#### [EXERCISE TASK]
Quote every one of the rows below word for word, leaving the pictures out of your answer.

#### [Stored items]
____________

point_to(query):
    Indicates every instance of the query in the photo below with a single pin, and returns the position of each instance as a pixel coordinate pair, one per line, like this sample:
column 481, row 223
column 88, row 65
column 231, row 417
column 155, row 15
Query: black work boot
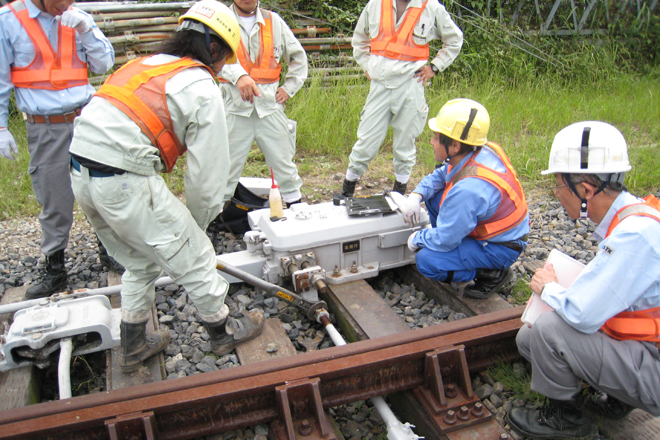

____________

#### [OUTPUT OF THE TASK]
point_to(query):
    Indicates every instance of the query in the photo below with a single pin, and returns the position of each instance as a pixel coordinate pair, one per line, like this sample:
column 481, row 223
column 88, row 65
column 231, row 417
column 155, row 15
Query: black work boot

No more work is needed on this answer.